AIM OF THE EXERCISE: Reproduce each of the following items line for line, changing nothing.

SUPPLIED ENTRIES:
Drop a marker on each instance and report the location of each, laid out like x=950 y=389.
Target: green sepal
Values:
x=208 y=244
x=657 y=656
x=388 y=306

THE RESPONSE:
Drop a marker on each instance and report the location of each, laid out like x=950 y=389.
Target: green sepal
Values:
x=208 y=244
x=657 y=656
x=388 y=306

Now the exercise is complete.